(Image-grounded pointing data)
⟨
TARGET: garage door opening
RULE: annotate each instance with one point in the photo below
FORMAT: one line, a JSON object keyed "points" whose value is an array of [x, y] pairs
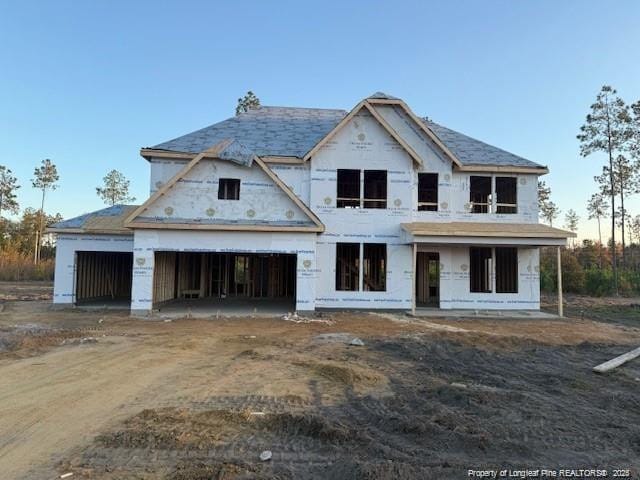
{"points": [[250, 281], [103, 278]]}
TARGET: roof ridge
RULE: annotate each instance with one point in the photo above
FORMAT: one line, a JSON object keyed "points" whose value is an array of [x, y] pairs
{"points": [[292, 108], [430, 122]]}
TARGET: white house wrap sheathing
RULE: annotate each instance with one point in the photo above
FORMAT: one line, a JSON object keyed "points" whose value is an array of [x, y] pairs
{"points": [[149, 241], [194, 198], [66, 247], [363, 143]]}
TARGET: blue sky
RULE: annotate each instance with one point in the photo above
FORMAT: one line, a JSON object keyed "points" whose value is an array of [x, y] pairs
{"points": [[89, 83]]}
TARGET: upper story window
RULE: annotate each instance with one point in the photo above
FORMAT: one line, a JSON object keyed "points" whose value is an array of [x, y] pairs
{"points": [[506, 195], [229, 189], [480, 194], [348, 189], [492, 194], [428, 192], [351, 195]]}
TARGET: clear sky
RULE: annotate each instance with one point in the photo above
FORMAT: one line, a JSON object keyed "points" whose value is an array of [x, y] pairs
{"points": [[87, 83]]}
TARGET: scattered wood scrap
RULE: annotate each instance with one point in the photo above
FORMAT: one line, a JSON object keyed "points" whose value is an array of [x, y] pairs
{"points": [[616, 362]]}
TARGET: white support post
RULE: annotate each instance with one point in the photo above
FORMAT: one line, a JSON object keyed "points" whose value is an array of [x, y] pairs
{"points": [[414, 262], [560, 305]]}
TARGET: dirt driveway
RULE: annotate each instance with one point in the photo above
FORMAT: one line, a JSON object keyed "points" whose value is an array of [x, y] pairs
{"points": [[103, 396]]}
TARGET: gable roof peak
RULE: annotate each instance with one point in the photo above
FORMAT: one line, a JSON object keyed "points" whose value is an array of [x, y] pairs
{"points": [[234, 151], [382, 96]]}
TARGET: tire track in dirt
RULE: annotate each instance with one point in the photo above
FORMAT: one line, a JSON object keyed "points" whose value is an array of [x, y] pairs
{"points": [[63, 399]]}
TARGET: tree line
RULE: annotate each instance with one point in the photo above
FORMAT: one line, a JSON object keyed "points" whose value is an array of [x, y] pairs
{"points": [[25, 238]]}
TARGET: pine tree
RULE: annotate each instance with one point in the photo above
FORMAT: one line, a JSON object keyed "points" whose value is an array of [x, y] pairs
{"points": [[571, 220], [548, 209], [115, 189], [249, 102], [607, 129], [8, 187], [598, 209], [45, 178]]}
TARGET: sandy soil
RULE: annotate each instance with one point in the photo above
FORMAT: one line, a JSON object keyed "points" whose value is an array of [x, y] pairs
{"points": [[107, 397]]}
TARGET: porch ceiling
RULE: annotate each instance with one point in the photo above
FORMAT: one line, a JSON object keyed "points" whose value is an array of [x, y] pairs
{"points": [[485, 233]]}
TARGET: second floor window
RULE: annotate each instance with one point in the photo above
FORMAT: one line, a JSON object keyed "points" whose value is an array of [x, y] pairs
{"points": [[229, 189], [348, 189], [375, 189], [351, 195], [489, 194], [480, 194], [506, 195], [428, 192]]}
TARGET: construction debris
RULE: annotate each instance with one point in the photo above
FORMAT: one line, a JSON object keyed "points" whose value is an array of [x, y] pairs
{"points": [[266, 455], [616, 362], [295, 318]]}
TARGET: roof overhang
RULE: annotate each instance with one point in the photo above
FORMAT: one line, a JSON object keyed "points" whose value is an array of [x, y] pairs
{"points": [[81, 231], [149, 153], [502, 169], [475, 233]]}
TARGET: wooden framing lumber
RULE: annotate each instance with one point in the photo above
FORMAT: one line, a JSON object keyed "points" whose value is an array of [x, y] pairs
{"points": [[170, 184], [412, 153], [616, 362]]}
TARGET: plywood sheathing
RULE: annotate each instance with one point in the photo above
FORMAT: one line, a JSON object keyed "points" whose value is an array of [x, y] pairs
{"points": [[222, 151], [475, 229]]}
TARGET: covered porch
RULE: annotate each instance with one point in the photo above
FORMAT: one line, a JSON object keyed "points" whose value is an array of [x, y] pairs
{"points": [[472, 266]]}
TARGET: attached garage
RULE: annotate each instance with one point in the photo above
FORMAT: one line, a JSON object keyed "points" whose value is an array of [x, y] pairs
{"points": [[103, 277]]}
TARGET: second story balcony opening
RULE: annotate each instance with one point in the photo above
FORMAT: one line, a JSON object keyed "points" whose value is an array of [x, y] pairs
{"points": [[493, 194], [428, 192]]}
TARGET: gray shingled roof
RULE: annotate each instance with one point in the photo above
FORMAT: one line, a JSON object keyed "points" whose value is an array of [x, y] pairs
{"points": [[267, 131], [292, 132], [475, 152], [110, 219]]}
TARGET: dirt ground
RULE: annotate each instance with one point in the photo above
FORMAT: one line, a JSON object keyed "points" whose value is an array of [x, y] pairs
{"points": [[107, 397]]}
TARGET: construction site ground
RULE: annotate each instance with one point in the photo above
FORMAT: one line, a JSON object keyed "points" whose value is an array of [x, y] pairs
{"points": [[100, 395]]}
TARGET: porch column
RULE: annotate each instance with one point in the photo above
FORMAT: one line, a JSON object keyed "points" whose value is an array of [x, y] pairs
{"points": [[414, 255], [560, 306]]}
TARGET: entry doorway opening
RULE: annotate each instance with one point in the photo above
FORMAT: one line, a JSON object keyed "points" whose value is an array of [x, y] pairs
{"points": [[103, 278], [428, 279], [224, 278]]}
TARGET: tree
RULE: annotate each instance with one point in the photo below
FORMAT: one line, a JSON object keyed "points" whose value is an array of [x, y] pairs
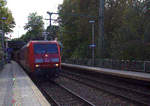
{"points": [[8, 24], [34, 27]]}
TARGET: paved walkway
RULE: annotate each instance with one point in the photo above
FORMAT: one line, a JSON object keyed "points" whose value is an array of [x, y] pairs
{"points": [[17, 89]]}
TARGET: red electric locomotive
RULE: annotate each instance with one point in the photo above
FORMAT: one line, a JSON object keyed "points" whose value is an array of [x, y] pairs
{"points": [[41, 58]]}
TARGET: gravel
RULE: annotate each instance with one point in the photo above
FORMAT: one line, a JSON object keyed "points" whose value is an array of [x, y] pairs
{"points": [[97, 97]]}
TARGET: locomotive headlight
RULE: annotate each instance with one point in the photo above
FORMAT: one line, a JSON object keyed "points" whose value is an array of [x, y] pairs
{"points": [[55, 59], [57, 65], [37, 65], [38, 60]]}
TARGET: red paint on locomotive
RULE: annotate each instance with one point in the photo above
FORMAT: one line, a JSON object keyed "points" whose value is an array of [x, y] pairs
{"points": [[41, 57]]}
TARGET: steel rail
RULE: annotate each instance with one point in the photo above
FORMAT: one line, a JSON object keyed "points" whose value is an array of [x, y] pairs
{"points": [[109, 91], [110, 84]]}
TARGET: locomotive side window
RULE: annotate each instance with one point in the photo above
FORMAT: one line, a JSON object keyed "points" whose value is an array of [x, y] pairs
{"points": [[45, 48]]}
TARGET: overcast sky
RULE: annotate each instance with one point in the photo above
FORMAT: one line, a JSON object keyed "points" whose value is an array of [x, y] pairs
{"points": [[21, 9]]}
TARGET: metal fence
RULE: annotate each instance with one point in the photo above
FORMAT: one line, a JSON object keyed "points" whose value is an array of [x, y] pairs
{"points": [[142, 66]]}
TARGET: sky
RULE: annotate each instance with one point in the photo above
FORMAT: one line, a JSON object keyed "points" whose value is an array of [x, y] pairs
{"points": [[21, 8]]}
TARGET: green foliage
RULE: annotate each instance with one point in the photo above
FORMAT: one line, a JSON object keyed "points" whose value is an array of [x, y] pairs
{"points": [[126, 28], [34, 27], [52, 32], [8, 23]]}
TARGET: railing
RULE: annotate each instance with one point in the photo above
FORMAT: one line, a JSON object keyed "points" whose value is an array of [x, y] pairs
{"points": [[142, 66]]}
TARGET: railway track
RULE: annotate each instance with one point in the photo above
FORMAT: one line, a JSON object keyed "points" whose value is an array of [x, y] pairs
{"points": [[129, 93], [62, 96]]}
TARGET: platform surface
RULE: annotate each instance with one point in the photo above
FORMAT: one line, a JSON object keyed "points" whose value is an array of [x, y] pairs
{"points": [[17, 89], [121, 73]]}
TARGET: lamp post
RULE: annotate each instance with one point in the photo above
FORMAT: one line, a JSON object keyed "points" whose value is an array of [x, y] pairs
{"points": [[93, 45], [3, 38]]}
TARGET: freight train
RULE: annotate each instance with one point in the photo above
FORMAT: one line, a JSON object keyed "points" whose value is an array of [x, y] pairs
{"points": [[40, 58]]}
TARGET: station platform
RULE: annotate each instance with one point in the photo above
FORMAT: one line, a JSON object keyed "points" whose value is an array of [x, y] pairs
{"points": [[120, 73], [17, 89]]}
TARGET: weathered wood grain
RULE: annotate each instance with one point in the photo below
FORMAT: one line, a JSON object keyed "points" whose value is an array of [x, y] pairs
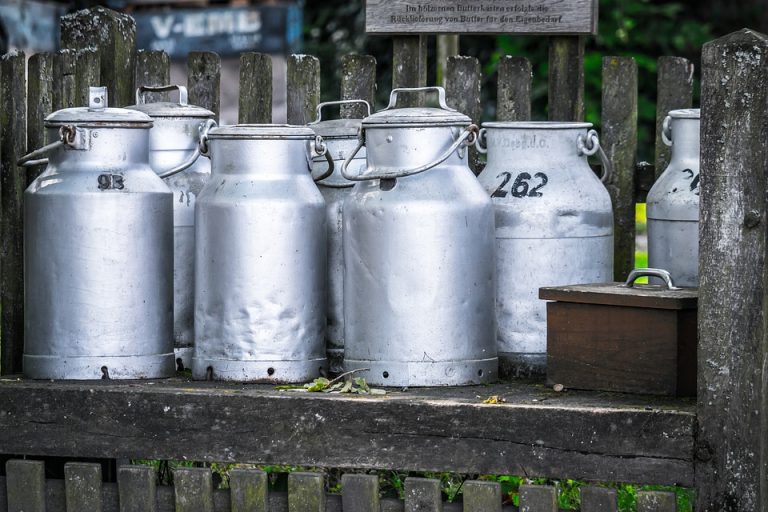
{"points": [[114, 34], [255, 105], [513, 99], [13, 181], [619, 141], [303, 88], [674, 89], [732, 447]]}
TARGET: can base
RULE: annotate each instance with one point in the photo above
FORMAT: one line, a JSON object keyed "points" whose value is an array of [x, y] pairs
{"points": [[259, 371], [156, 366], [514, 365], [426, 373]]}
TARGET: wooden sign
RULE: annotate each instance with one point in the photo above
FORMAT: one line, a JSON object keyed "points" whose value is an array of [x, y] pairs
{"points": [[481, 16]]}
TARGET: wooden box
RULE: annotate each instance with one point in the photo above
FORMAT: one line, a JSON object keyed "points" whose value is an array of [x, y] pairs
{"points": [[611, 337]]}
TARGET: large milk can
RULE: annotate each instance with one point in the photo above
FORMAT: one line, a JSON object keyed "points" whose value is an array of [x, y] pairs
{"points": [[260, 258], [340, 136], [419, 280], [554, 226], [673, 202], [173, 148], [98, 251]]}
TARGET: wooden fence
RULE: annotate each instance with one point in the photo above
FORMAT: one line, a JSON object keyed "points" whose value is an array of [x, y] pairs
{"points": [[718, 443]]}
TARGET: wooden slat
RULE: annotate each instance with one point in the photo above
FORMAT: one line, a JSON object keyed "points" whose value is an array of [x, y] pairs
{"points": [[360, 493], [193, 489], [423, 495], [358, 82], [39, 104], [658, 501], [674, 89], [13, 181], [481, 496], [513, 101], [619, 141], [153, 68], [25, 481], [137, 490], [732, 449], [248, 490], [566, 78], [303, 88], [306, 492], [598, 499], [204, 81], [255, 105], [114, 34], [83, 486]]}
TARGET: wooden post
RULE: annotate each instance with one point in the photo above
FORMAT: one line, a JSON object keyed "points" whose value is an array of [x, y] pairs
{"points": [[732, 405], [204, 81], [114, 35], [13, 181], [303, 88], [566, 78], [674, 89], [619, 141], [255, 88], [513, 99]]}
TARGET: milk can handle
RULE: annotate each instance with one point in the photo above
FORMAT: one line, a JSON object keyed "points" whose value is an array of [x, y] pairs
{"points": [[470, 132], [319, 114], [650, 272], [161, 88], [590, 145]]}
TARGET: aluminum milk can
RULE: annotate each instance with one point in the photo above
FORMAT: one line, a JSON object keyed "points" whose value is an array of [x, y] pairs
{"points": [[419, 280], [98, 251], [173, 148], [260, 258], [554, 226], [673, 202], [340, 136]]}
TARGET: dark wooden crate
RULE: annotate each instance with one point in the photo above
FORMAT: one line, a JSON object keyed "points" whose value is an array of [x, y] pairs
{"points": [[613, 338]]}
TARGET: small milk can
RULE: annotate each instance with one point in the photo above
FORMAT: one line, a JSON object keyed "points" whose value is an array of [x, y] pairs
{"points": [[340, 136], [98, 251], [260, 257], [673, 202], [419, 279], [173, 147], [554, 226]]}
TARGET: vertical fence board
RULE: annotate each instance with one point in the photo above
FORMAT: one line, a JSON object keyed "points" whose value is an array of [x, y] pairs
{"points": [[358, 82], [462, 88], [39, 104], [255, 88], [193, 489], [422, 495], [513, 99], [153, 68], [25, 484], [248, 490], [480, 496], [598, 499], [733, 356], [83, 486], [360, 493], [674, 89], [204, 81], [137, 489], [306, 492], [619, 141], [114, 34], [13, 181], [303, 88], [566, 78]]}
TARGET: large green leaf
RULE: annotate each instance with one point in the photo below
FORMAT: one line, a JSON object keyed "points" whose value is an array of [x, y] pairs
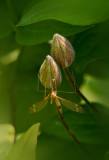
{"points": [[6, 24], [90, 46], [44, 30], [24, 148], [7, 45], [74, 12], [7, 135], [58, 148]]}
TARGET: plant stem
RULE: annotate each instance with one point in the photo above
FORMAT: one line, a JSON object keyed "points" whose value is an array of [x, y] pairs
{"points": [[70, 79]]}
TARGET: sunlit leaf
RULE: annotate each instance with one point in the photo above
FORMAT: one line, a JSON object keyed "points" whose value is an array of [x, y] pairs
{"points": [[72, 106], [74, 12], [38, 105]]}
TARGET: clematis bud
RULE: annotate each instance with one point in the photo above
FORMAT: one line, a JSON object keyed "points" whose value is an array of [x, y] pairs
{"points": [[62, 51], [49, 73]]}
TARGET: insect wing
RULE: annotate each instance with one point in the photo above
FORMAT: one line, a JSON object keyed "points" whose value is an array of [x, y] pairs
{"points": [[72, 106], [39, 105]]}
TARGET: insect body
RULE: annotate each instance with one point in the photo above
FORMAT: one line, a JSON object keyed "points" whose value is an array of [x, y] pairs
{"points": [[58, 100]]}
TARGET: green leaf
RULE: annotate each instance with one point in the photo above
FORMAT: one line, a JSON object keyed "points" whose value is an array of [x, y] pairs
{"points": [[7, 135], [24, 148], [6, 24], [56, 148], [7, 45], [99, 90], [74, 12], [90, 46], [44, 30]]}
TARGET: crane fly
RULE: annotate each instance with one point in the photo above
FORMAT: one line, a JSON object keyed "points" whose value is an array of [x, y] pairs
{"points": [[58, 100]]}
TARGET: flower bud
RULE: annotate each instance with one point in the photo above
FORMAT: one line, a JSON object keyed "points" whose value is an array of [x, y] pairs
{"points": [[62, 51], [49, 73]]}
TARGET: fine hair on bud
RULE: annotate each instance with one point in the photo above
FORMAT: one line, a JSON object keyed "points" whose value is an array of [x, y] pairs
{"points": [[62, 51], [49, 73]]}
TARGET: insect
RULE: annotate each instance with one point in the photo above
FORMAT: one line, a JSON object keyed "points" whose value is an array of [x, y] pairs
{"points": [[58, 101]]}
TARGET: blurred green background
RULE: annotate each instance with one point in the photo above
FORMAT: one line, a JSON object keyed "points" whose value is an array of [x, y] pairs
{"points": [[26, 27]]}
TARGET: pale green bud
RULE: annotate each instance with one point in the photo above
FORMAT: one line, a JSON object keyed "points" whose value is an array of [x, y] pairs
{"points": [[49, 73], [62, 51]]}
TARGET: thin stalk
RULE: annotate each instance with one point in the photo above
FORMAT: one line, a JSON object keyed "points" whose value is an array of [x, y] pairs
{"points": [[71, 133], [70, 79]]}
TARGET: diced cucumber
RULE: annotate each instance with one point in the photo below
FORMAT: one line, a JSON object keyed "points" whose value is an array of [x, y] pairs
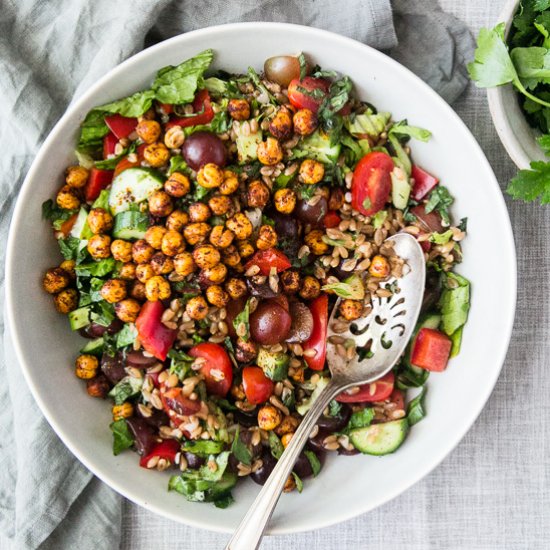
{"points": [[133, 185], [130, 225], [380, 439]]}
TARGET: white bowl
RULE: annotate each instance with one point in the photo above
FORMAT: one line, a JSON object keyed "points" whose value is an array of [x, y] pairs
{"points": [[513, 129], [347, 486]]}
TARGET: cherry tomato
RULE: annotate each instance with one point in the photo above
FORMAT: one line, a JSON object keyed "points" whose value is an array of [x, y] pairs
{"points": [[311, 100], [371, 184], [257, 386], [217, 370], [376, 391]]}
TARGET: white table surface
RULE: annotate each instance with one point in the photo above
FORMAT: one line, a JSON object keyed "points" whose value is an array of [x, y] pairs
{"points": [[493, 490]]}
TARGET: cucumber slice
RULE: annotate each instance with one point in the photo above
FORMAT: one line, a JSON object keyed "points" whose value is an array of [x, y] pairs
{"points": [[380, 439], [133, 185], [130, 225]]}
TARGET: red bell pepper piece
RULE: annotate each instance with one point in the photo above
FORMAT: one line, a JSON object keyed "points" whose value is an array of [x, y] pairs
{"points": [[98, 180], [155, 337], [201, 106], [120, 125], [431, 350], [423, 183], [318, 339], [167, 449]]}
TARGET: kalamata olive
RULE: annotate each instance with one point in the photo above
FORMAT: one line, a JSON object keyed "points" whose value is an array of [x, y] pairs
{"points": [[112, 367], [268, 463], [311, 213], [301, 326], [282, 69], [269, 324], [200, 148], [144, 436]]}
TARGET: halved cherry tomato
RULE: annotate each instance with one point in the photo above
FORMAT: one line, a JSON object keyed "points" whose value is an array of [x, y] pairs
{"points": [[121, 126], [217, 370], [201, 106], [155, 337], [257, 386], [97, 181], [318, 339], [167, 449], [266, 259], [376, 391], [371, 184], [311, 100]]}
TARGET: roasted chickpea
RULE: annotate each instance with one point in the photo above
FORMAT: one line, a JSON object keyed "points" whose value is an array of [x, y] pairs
{"points": [[290, 280], [177, 220], [280, 125], [76, 176], [157, 288], [314, 239], [199, 212], [121, 250], [86, 366], [221, 237], [238, 109], [257, 194], [351, 309], [127, 310], [311, 171], [66, 300], [217, 296], [196, 233], [156, 154], [267, 238], [174, 137], [270, 152], [142, 251], [379, 267], [67, 199], [305, 122], [197, 308], [240, 225], [235, 288], [113, 290], [55, 280], [184, 264], [160, 204], [99, 247], [99, 221], [220, 204], [210, 176]]}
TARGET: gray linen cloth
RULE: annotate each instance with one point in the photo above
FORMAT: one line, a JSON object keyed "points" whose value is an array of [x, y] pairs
{"points": [[51, 52]]}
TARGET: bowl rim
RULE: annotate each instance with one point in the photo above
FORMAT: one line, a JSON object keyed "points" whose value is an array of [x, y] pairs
{"points": [[26, 194]]}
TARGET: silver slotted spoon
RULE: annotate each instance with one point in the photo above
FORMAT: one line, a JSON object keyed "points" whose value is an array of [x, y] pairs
{"points": [[385, 331]]}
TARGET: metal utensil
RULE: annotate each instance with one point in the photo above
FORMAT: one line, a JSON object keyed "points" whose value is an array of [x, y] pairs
{"points": [[384, 332]]}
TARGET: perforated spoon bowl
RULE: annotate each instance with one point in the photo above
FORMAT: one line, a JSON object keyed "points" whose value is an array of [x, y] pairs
{"points": [[384, 332]]}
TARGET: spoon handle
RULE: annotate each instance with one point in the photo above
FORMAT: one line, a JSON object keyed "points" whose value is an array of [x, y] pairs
{"points": [[250, 531]]}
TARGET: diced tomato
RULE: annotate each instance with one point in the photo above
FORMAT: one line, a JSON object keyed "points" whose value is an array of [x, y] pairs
{"points": [[318, 339], [423, 183], [121, 126], [311, 100], [375, 391], [167, 449], [258, 388], [332, 219], [217, 370], [97, 181], [431, 350], [201, 106], [266, 259], [155, 337], [371, 184]]}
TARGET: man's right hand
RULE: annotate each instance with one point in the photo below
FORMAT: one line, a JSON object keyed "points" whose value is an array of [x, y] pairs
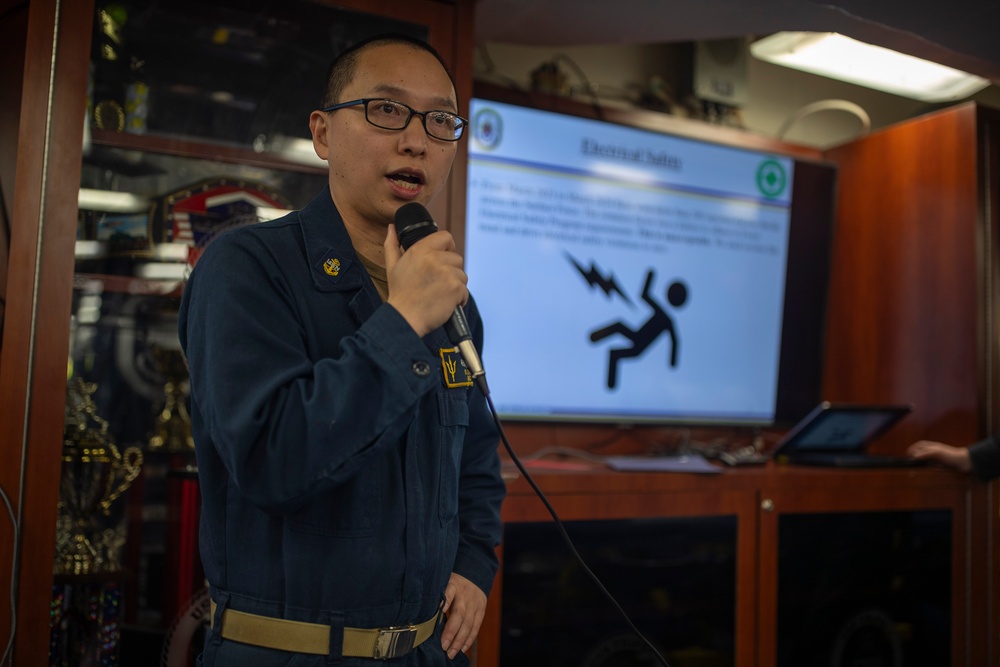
{"points": [[426, 282], [953, 457]]}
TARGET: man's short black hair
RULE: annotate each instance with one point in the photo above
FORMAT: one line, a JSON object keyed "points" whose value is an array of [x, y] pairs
{"points": [[344, 66]]}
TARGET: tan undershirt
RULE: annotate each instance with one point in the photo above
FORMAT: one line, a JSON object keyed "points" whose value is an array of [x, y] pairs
{"points": [[378, 276]]}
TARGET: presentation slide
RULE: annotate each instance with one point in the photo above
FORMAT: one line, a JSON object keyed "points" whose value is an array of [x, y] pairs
{"points": [[623, 273]]}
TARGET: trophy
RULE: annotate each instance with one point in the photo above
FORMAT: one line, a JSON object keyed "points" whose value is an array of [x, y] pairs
{"points": [[173, 424], [94, 474]]}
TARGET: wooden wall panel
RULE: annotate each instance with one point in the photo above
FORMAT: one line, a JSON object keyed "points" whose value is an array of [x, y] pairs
{"points": [[904, 288], [36, 340]]}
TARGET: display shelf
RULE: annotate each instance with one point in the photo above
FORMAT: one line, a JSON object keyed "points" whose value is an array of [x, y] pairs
{"points": [[294, 156]]}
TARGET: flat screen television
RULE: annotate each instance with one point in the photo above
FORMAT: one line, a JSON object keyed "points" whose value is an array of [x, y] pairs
{"points": [[627, 275]]}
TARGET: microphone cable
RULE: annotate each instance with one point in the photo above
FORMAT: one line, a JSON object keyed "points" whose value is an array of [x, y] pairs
{"points": [[565, 536]]}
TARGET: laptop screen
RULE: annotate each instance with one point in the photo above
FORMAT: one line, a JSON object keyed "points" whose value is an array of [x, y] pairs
{"points": [[841, 428]]}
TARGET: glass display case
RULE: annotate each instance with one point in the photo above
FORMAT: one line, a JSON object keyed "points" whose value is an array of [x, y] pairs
⟩
HOW TO COMPLETE THIS TASK:
Reproduce the records above from their first line to the line bearing "TARGET: scattered wood scrap", both ends included, leaving every picture out.

THE ANSWER:
TARGET: garage door opening
RULE: annotate each instance with one point in the photo below
FORMAT: one line, a JSON object keyed "points" whose value is an array of [x, y] pairs
{"points": [[250, 281], [103, 278]]}
TARGET: roof ridge
RULE: annotate each instance with one point in the photo above
FORMAT: one line, a JSON object keyed "points" whose value is an array of [x, y] pairs
{"points": [[292, 108], [430, 122]]}
TARGET: white house wrap sheathing
RULE: annotate each instance with one point in the photo above
FORMAT: one line, a JSON object keyed "points" whose value is an array of [x, y] pairs
{"points": [[149, 241], [194, 198], [66, 247], [363, 143]]}
TARGET: blue sky
RULE: annotate each instance with one point in the photo above
FORMAT: one line, a JSON object keyed "points" whose value is an array of [x, y] pairs
{"points": [[89, 83]]}
TARGET: upper story window
RULE: annotate each instance with one point in the photo above
FORMAT: one line, a JSON object keyed "points" whose value is an array of [x, y] pairs
{"points": [[506, 195], [229, 189], [480, 194], [348, 189], [492, 194], [428, 192], [351, 195]]}
TARGET: clear sky
RULE: annotate each instance with one point in the photo above
FORMAT: one line, a JSON object keyed "points" whose value is an array of [x, y] pairs
{"points": [[87, 83]]}
TARGET: scattered wood scrap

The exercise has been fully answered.